Start of Provided records

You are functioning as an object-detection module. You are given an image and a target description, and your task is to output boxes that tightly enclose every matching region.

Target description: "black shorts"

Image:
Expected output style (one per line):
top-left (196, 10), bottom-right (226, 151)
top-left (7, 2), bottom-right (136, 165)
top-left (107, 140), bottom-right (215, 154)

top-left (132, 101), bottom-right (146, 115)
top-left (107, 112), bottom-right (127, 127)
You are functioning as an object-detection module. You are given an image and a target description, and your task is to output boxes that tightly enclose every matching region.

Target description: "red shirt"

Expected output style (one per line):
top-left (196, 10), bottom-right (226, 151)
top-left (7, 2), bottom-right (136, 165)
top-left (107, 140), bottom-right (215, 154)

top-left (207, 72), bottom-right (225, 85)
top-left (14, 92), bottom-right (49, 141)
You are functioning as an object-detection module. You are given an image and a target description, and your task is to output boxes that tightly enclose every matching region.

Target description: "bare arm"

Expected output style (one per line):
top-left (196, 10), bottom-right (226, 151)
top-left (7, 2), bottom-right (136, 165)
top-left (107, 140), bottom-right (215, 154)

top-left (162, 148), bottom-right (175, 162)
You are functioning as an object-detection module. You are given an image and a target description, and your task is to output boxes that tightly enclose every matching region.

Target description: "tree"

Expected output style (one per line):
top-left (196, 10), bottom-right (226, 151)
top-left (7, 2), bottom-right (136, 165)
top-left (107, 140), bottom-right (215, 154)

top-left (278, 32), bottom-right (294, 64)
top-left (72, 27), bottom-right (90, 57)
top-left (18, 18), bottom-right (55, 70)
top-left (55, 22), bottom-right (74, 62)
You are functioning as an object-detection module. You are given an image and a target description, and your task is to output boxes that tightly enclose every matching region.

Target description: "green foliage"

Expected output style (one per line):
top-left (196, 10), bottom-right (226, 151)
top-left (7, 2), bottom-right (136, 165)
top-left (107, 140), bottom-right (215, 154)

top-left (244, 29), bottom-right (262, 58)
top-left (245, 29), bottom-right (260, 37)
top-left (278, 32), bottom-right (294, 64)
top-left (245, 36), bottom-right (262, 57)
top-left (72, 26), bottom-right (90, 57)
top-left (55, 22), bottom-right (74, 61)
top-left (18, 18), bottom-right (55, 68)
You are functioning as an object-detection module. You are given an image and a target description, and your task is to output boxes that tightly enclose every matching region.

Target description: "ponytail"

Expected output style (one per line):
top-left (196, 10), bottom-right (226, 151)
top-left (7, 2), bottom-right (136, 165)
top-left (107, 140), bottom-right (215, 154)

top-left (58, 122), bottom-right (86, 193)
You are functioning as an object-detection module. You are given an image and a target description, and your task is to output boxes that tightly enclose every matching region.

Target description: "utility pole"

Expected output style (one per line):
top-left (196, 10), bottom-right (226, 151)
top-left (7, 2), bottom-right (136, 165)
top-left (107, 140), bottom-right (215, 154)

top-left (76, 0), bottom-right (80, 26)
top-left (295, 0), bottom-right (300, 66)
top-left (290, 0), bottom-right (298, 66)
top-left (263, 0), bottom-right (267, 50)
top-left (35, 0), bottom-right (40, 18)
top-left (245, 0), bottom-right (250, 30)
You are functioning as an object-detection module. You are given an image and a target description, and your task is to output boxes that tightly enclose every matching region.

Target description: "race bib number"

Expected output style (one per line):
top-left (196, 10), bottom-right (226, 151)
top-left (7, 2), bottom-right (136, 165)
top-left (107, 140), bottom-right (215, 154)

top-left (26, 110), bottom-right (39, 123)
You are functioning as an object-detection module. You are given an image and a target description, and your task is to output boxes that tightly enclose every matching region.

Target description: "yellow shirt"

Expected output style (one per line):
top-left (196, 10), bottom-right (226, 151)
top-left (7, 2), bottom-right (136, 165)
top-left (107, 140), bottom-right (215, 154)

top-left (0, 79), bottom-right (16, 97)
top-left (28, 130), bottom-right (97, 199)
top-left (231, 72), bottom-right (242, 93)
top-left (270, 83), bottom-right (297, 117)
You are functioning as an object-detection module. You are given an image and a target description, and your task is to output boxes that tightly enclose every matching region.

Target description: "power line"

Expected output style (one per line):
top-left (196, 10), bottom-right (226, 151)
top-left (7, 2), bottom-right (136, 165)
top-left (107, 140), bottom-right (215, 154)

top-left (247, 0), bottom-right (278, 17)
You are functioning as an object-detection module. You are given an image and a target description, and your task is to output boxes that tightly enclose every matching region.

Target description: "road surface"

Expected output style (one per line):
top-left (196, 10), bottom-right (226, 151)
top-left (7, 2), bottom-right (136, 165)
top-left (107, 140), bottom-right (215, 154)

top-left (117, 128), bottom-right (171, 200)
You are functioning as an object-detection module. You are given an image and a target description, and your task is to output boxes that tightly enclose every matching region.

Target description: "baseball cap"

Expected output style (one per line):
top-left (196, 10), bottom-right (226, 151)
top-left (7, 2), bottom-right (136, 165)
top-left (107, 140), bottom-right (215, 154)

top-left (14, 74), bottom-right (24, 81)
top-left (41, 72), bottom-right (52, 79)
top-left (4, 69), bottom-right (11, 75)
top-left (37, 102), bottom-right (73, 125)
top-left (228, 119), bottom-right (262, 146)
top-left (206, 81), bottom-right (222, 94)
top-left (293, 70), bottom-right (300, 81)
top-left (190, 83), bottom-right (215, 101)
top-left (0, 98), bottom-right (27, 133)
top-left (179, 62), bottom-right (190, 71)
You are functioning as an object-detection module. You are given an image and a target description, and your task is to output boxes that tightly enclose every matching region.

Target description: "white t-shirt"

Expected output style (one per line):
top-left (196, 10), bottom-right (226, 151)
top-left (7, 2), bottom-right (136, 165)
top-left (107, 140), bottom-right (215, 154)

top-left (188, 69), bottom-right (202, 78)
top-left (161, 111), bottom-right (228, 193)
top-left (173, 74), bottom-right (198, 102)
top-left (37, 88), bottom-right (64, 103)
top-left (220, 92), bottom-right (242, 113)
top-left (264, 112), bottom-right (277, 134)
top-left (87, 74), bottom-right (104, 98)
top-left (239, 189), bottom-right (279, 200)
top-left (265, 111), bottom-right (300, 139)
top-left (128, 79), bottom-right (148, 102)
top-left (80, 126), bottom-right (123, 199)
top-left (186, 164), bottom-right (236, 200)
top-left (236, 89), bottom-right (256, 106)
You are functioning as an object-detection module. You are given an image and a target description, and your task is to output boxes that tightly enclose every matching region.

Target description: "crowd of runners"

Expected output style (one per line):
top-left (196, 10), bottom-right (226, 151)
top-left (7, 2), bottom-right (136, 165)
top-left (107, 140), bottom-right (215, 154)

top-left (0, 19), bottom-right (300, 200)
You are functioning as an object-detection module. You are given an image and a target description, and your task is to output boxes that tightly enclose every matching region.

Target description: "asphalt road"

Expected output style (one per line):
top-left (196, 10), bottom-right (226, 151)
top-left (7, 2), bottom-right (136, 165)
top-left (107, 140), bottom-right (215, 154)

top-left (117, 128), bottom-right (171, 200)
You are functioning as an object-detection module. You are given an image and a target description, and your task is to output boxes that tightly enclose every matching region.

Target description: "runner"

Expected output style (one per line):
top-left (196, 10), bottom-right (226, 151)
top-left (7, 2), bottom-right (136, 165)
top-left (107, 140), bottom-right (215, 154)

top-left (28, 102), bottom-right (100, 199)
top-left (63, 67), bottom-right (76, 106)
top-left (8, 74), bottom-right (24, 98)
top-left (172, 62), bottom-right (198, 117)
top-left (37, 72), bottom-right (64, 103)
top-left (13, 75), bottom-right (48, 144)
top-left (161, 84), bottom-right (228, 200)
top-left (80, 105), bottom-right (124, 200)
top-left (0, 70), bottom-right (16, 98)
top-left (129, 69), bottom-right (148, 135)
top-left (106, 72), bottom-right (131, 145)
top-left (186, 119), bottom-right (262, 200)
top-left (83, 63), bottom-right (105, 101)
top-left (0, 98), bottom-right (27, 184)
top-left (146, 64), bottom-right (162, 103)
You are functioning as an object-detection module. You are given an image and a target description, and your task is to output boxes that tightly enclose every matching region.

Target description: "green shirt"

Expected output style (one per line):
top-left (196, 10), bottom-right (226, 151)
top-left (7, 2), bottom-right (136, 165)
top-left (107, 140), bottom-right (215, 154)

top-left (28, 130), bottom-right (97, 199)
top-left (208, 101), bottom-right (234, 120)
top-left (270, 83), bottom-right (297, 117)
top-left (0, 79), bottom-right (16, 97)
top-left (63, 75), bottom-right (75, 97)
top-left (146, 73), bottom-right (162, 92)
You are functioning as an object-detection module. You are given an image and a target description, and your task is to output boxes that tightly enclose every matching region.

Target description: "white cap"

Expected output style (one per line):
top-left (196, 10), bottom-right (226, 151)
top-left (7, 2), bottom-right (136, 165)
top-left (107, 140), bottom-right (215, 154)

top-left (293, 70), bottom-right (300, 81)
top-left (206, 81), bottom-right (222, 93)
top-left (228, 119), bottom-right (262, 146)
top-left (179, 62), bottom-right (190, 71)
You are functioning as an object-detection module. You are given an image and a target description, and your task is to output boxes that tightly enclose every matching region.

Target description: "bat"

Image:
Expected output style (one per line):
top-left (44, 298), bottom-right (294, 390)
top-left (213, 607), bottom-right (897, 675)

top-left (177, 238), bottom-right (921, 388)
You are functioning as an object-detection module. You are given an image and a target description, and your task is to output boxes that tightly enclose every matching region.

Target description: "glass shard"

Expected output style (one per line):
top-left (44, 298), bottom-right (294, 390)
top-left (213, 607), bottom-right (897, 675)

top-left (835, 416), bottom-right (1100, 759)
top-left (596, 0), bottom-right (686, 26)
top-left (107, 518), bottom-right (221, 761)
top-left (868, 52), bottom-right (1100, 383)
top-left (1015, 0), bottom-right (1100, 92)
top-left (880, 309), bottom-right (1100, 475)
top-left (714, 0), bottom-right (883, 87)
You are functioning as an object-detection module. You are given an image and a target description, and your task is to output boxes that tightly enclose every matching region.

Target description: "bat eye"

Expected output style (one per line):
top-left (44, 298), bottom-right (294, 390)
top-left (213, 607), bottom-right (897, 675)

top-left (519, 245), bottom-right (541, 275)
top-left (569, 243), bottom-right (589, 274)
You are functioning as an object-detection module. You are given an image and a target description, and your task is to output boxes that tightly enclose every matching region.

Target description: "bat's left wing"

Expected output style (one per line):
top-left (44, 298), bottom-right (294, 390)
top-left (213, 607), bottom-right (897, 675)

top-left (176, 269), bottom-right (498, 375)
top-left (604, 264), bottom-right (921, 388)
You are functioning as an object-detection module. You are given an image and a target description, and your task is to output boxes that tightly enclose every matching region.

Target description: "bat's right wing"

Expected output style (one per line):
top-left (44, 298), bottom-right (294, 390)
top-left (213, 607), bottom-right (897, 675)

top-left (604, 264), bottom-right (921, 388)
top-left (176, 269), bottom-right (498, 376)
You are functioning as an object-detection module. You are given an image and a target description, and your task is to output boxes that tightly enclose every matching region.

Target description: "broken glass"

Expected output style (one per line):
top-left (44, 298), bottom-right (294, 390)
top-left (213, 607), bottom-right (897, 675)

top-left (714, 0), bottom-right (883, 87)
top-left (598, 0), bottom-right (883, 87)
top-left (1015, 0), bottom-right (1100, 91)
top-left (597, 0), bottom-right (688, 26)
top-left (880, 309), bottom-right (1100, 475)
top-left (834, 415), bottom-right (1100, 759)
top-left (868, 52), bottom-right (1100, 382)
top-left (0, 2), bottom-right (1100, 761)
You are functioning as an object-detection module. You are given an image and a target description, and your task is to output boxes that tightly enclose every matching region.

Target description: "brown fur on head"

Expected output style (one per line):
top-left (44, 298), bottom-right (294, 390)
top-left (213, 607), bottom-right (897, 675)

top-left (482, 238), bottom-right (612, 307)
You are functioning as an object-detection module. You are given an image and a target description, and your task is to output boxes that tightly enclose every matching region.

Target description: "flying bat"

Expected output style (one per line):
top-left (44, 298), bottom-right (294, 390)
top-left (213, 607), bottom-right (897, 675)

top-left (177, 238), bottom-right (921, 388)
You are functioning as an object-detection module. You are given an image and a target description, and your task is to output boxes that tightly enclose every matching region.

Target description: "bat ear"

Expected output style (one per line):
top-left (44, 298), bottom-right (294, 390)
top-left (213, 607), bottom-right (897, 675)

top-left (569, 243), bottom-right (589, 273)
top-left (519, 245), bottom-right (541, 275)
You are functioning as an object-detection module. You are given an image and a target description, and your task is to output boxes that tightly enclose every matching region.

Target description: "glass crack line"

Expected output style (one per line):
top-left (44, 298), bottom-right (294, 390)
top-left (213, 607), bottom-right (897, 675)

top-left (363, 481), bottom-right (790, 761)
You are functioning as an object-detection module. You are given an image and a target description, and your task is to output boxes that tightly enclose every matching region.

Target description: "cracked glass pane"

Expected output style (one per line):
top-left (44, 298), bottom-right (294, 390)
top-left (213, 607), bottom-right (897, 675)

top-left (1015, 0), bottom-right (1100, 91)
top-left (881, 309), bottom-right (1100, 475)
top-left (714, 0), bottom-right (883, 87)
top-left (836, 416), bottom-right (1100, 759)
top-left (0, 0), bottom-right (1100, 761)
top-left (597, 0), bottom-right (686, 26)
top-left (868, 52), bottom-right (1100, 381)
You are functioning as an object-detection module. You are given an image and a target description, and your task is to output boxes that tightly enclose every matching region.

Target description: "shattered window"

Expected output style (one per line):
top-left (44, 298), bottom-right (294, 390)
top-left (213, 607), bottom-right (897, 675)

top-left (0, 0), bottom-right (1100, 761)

End of Provided records

Retype the listing from its first line through the line containing "top-left (14, 92), bottom-right (49, 141)", including both of those lines, and copy every line exactly.

You are functioning as an object-detection module. You are given an image and a target description, and your task is to output boxes that tightly enclose every matching region.

Target description: "black shorts"

Image:
Expected output style (one per line):
top-left (196, 10), bottom-right (226, 151)
top-left (7, 2), bottom-right (136, 165)
top-left (107, 140), bottom-right (215, 154)

top-left (132, 101), bottom-right (146, 115)
top-left (107, 112), bottom-right (127, 127)
You are functioning as an object-detection module. You are given an image and a target description, and your task is to output boxes that tightly enclose every matching region.

Target description: "red shirt"

Expected output style (one per line):
top-left (196, 10), bottom-right (226, 151)
top-left (7, 2), bottom-right (136, 165)
top-left (107, 140), bottom-right (215, 154)

top-left (207, 72), bottom-right (225, 85)
top-left (14, 92), bottom-right (49, 141)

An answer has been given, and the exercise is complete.